**THE TASK**
Return each line of the items below verbatim, keeping every character, number and blank line unchanged.

[BEGIN]

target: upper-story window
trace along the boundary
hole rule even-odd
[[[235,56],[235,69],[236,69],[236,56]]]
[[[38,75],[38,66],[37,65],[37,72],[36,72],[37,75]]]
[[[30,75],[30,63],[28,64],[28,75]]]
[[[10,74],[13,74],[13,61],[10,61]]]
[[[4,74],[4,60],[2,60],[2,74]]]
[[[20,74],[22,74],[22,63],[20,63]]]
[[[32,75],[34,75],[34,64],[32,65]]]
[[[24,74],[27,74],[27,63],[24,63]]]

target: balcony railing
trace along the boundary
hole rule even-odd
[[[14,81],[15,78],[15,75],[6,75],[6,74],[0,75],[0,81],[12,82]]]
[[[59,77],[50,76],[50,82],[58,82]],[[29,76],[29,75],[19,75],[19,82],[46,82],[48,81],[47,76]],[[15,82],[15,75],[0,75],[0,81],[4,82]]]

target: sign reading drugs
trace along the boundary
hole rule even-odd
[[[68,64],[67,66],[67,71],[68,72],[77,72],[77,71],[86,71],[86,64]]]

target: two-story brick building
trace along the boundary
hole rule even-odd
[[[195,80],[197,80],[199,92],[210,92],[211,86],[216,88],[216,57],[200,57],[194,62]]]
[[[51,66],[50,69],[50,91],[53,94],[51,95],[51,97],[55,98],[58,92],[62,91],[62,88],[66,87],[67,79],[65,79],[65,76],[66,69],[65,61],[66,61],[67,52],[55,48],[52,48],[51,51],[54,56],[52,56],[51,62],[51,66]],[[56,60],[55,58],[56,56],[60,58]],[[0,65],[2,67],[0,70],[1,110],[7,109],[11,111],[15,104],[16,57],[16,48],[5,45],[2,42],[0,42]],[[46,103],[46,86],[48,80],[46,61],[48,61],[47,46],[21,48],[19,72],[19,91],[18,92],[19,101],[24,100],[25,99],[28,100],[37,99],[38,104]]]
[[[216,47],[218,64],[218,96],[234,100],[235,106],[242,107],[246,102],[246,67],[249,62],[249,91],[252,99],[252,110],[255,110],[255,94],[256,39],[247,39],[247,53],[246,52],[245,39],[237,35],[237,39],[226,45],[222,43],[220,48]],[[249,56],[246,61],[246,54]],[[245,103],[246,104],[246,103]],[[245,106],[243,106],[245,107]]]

[END]

**SOLUTION TO THIS EXERCISE**
target: upper-story window
trace along the boundary
hole rule even-odd
[[[235,56],[235,69],[236,69],[236,56]]]
[[[38,75],[38,66],[37,65],[37,72],[36,72],[37,75]]]
[[[30,75],[30,63],[28,64],[28,75]]]
[[[10,74],[13,74],[13,61],[10,61]]]
[[[4,74],[4,60],[2,60],[2,74]]]
[[[20,74],[22,74],[22,63],[20,63]]]
[[[32,75],[34,75],[34,64],[32,65]]]
[[[24,74],[27,74],[27,63],[24,63]]]

target: balcony railing
trace along the boundary
hole rule even-odd
[[[14,81],[15,78],[15,75],[6,75],[6,74],[0,75],[0,81],[12,82]]]
[[[59,77],[50,76],[50,82],[58,82]],[[29,76],[29,75],[19,75],[19,82],[46,82],[48,81],[47,76]],[[15,82],[15,75],[0,75],[0,81],[4,82]]]

target: sign reading drugs
trace along the boundary
hole rule even-odd
[[[68,64],[67,66],[67,71],[68,72],[77,72],[77,71],[86,71],[86,64]]]

target: two-story brick building
trace along the boundary
hole rule even-odd
[[[195,80],[197,80],[199,92],[210,92],[211,86],[216,88],[216,57],[200,57],[194,62]]]
[[[51,66],[50,69],[50,91],[53,94],[51,95],[51,97],[55,98],[58,92],[62,91],[62,88],[66,87],[67,79],[65,79],[65,76],[66,69],[65,61],[66,61],[67,52],[55,48],[52,48],[51,51],[54,56],[52,56],[51,62],[51,66]],[[56,60],[55,58],[56,56],[60,58]],[[0,65],[2,67],[0,70],[1,110],[7,109],[11,111],[15,104],[16,57],[16,48],[5,45],[2,42],[0,42]],[[46,103],[46,86],[48,80],[46,61],[48,61],[47,46],[21,48],[19,72],[19,91],[18,92],[19,101],[24,100],[25,99],[28,100],[37,99],[38,104]]]
[[[216,47],[218,64],[218,96],[234,100],[235,106],[242,107],[246,102],[246,67],[249,62],[249,91],[252,99],[252,110],[255,110],[255,94],[256,39],[247,39],[247,53],[246,52],[245,39],[237,35],[237,39],[226,45],[222,43],[220,48]],[[249,56],[246,61],[246,54]],[[245,103],[246,104],[246,103]],[[245,106],[243,106],[245,107]]]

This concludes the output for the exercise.